Records from a point labeling set >>
★ ★ ★ ★

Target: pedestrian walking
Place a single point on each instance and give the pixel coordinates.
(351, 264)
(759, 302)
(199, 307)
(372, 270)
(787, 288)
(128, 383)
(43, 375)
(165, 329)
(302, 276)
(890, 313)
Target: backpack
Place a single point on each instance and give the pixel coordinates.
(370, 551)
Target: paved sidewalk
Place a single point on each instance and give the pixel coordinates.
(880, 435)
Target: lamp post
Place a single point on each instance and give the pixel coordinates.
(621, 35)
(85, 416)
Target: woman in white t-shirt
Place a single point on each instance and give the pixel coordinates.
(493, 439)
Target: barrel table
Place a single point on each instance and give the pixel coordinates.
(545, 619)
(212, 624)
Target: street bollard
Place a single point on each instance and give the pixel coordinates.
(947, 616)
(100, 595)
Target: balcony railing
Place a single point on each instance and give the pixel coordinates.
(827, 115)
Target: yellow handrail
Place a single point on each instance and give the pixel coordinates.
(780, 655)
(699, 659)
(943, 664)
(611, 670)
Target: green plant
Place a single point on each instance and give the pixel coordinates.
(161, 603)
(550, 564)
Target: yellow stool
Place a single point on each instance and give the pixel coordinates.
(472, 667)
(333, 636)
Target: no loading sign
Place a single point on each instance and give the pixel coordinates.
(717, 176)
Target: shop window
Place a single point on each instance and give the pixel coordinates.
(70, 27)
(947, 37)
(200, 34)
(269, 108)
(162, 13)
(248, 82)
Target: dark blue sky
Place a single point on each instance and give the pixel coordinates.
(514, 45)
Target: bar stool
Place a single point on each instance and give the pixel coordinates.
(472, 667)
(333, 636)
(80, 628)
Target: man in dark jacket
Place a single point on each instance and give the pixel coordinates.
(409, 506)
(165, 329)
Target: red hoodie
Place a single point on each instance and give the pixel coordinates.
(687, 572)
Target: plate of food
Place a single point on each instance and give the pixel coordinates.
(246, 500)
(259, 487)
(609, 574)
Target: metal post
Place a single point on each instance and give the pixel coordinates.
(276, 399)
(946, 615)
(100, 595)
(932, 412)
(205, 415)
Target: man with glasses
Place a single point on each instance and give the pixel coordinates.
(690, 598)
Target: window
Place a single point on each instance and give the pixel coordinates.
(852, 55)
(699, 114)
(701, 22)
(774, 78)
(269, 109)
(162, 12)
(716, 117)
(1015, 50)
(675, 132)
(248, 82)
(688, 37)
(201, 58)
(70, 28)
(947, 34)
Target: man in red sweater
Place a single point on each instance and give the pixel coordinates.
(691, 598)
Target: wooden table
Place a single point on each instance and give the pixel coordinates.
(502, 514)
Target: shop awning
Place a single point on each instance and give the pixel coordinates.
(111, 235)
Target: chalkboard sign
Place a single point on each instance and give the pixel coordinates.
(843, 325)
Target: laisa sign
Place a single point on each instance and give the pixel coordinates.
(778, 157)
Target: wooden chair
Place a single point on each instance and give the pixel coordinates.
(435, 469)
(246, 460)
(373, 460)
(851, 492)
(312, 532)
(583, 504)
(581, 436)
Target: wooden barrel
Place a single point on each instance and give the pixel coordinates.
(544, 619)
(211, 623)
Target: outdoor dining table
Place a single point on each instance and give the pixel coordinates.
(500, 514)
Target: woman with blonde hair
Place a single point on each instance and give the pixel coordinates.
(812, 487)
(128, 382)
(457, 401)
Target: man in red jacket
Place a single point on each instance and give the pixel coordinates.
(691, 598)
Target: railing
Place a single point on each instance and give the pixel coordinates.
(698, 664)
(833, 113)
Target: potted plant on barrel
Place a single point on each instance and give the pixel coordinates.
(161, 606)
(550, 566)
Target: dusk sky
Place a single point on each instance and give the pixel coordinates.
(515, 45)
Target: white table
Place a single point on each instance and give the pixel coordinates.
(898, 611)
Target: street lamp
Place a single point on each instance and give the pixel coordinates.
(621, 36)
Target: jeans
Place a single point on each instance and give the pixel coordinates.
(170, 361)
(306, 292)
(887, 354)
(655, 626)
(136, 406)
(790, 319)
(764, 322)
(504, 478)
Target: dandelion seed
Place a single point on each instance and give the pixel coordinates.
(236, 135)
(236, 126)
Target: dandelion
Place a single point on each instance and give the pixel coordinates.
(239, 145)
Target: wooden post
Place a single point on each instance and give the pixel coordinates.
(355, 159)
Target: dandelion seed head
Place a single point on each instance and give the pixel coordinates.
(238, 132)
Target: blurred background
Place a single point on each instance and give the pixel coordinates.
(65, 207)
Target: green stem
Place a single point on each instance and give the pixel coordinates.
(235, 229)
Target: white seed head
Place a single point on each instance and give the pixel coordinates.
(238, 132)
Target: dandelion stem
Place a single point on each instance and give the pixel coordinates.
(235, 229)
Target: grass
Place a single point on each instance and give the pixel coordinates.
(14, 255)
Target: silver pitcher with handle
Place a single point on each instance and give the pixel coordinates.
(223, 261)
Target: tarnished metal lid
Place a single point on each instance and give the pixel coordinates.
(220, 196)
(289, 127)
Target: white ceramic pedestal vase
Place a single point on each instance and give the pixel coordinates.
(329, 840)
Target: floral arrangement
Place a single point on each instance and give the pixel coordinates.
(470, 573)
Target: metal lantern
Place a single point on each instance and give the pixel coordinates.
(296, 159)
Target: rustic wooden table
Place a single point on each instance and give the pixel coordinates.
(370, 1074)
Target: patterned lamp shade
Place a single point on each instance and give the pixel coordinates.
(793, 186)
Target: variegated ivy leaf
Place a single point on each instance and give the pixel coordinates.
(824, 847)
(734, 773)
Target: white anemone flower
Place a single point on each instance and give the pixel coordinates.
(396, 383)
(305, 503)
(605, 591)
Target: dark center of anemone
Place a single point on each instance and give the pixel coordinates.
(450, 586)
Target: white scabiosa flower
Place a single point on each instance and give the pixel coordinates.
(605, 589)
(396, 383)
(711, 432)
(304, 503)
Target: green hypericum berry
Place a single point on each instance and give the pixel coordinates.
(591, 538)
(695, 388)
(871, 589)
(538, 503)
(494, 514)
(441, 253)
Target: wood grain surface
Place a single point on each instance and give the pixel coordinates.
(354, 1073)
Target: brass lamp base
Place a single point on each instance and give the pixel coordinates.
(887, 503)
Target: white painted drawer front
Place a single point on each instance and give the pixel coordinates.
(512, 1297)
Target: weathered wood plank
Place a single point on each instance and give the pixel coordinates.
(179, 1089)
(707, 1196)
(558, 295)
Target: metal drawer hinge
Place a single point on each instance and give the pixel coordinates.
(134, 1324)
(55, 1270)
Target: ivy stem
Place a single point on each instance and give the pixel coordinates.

★ ★ ★ ★

Task objective >> Emit the records above again, exactly, with no line skipped.

Answer to the problem >>
Target: pedestrian walking
Place a single point on each instance and give the pixel coordinates.
(351, 264)
(759, 302)
(199, 307)
(372, 270)
(787, 288)
(128, 383)
(43, 375)
(165, 329)
(302, 276)
(890, 313)
Target: backpack
Place a single point on each instance and give the pixel coordinates.
(370, 551)
Target: paved sidewalk
Place a single point on each instance and give the pixel coordinates.
(880, 435)
Target: lamp post
Place a single point on each instance and give the pixel coordinates.
(621, 35)
(85, 416)
Target: woman in white t-shirt
Place a single point on each instance and give the pixel coordinates.
(493, 439)
Target: barrel table
Place a single point on each instance and give the pixel coordinates.
(545, 619)
(212, 624)
Target: street bollard
Place a single point on each instance and give the pixel coordinates.
(947, 616)
(100, 595)
Target: balcony railing
Place a single point on each instance and give the pixel coordinates.
(827, 115)
Target: yellow handrail
Place a single point on each instance and give the pixel coordinates.
(780, 655)
(699, 659)
(943, 664)
(611, 670)
Target: green plant
Place a single point on each instance and give the pixel coordinates.
(161, 603)
(550, 564)
Target: yellow stool
Place a single point on each instance and give the pixel coordinates.
(472, 667)
(333, 636)
Target: no loading sign
Place a single point on each instance and give the pixel coordinates.
(717, 176)
Target: shop window
Place a single point on each instance and give the pixel coordinates.
(70, 27)
(947, 37)
(200, 34)
(269, 108)
(162, 13)
(248, 82)
Target: dark blue sky
Place a single point on each instance and give the pixel coordinates.
(514, 45)
Target: bar stool
Place a single point on each instance and give the pixel coordinates.
(472, 667)
(333, 636)
(80, 628)
Target: man in dark jacket
Place a single point on each instance and give the pixel coordinates.
(409, 506)
(165, 329)
Target: red hoodie
Place a single point on each instance and give the pixel coordinates.
(687, 572)
Target: plate of food
Place a single point on each instance and give the pixel coordinates.
(246, 500)
(259, 487)
(609, 574)
Target: metal post
Place a single point on each instance and give the pixel coordinates.
(276, 399)
(946, 615)
(100, 595)
(932, 412)
(205, 415)
Target: man with glasses
Place a single point on each instance and give the pixel coordinates.
(690, 598)
Target: window
Place a single point on each instance and give the pixel coordinates.
(852, 55)
(699, 114)
(701, 22)
(774, 78)
(269, 109)
(162, 12)
(716, 117)
(1015, 50)
(675, 132)
(248, 82)
(688, 37)
(201, 58)
(70, 28)
(947, 34)
Target: man in red sweater
Place a single point on each instance and give the pixel coordinates.
(691, 598)
Target: wooden table
Place a single point on each instance and give the pixel coordinates.
(502, 514)
Target: shop awning
Place a single point on each instance and give the pixel coordinates.
(111, 235)
Target: chalkboard sign
Place a single point on each instance and give the pixel coordinates.
(843, 325)
Target: laisa sign
Place a single point on each instance and give the pixel coordinates.
(778, 157)
Target: wooden chair
Place a single point on each instance and give the pixel coordinates.
(435, 469)
(246, 460)
(373, 460)
(851, 492)
(312, 532)
(583, 504)
(581, 436)
Target: wooden barrel
Place a single point on each instance and give the pixel coordinates.
(544, 619)
(211, 623)
Target: outdoor dining table
Place a single point on each instance and give the pixel coordinates.
(500, 514)
Target: woman with blonde hair
Place a single point on each instance and give the pixel coordinates.
(812, 487)
(128, 382)
(457, 401)
Target: man in red jacket
Place a single point on each instance and give the pixel coordinates.
(691, 598)
Target: railing
Place a single point on each instance and give the pixel coordinates.
(698, 664)
(833, 113)
Target: potted plant on barrel
Place a single point on each instance and give the pixel coordinates.
(161, 606)
(550, 566)
Target: dusk sky
Place a single point on each instance and give the pixel coordinates.
(515, 45)
Target: white table
Place a single point on each instance and give the pixel coordinates.
(898, 611)
Target: street lamp
Place a single point on each instance and give the pixel coordinates.
(621, 36)
Target: jeans
Place a single point on each instance and give the pixel coordinates.
(170, 361)
(306, 292)
(887, 354)
(655, 626)
(136, 406)
(790, 319)
(764, 322)
(504, 478)
Target: dandelion seed
Place a single point on each instance and give the pixel coordinates.
(236, 135)
(236, 126)
Target: dandelion
Place a single point on each instance and give the pixel coordinates.
(239, 145)
Target: wooden post
Place a single point on each instance and give the pixel coordinates.
(355, 159)
Target: dandelion seed head
Place a single point on each instance and give the pixel coordinates.
(238, 132)
Target: blurred background
Place a single point on each instance and give the pixel coordinates.
(65, 207)
Target: green stem
Place a single point on each instance and give the pixel coordinates.
(235, 229)
Target: white seed head
Place a single point on each instance and give the pixel coordinates.
(238, 132)
Target: dandelion stem
Place a single point on each instance and give the pixel coordinates.
(235, 229)
Target: grass
Place a single point on each instance and give the pixel coordinates.
(14, 255)
Target: silver pitcher with handle
Place a single point on each instance and give the pixel coordinates.
(223, 261)
Target: tarnished metal lid
Place a single point on each instance and give the pixel coordinates.
(220, 196)
(289, 127)
Target: white ceramic pedestal vase
Place a single point on each instance and give the pixel coordinates.
(329, 840)
Target: floral arrangement
Place a single point on each instance and give the pixel coordinates.
(470, 573)
Target: metal lantern
Place a single point on each instance and give the pixel coordinates.
(296, 159)
Target: rustic wooden table
Place a single point on each instance and give the pixel coordinates.
(370, 1074)
Target: patterned lamp shade
Place a single point on each instance and give the pixel coordinates.
(793, 186)
Target: variegated ivy leaf
Place a single point on each instance and give the pixel coordinates.
(824, 847)
(734, 773)
Target: white anemone flower
Place a single point on each instance and give the pixel coordinates.
(396, 383)
(305, 503)
(605, 591)
Target: dark center of anemone
Place a single point on each instance and give the pixel coordinates.
(450, 586)
Target: white scabiosa flower
Place a single point on each instance and give the pixel coordinates.
(605, 589)
(396, 383)
(711, 432)
(304, 503)
Target: green hypericum berry
Place a single point on each instance and give the pixel coordinates.
(591, 538)
(695, 388)
(871, 589)
(538, 503)
(494, 514)
(441, 253)
Target: wood grain surface
Place a single point on each instance and give the pixel coordinates.
(354, 1073)
Target: brass lamp base
Place a single point on each instance and give the pixel coordinates.
(887, 503)
Target: white painted drawer front
Place a single point on each instance and give the pixel coordinates.
(512, 1297)
Target: weathered wood plank
Place a single point on each instance and give the pixel coordinates.
(179, 1089)
(707, 1196)
(558, 295)
Target: metal drawer hinge
Place a single point on each instance and give the pixel coordinates.
(134, 1324)
(55, 1270)
Target: ivy stem
Place a single point on each instance and give the pixel coordinates.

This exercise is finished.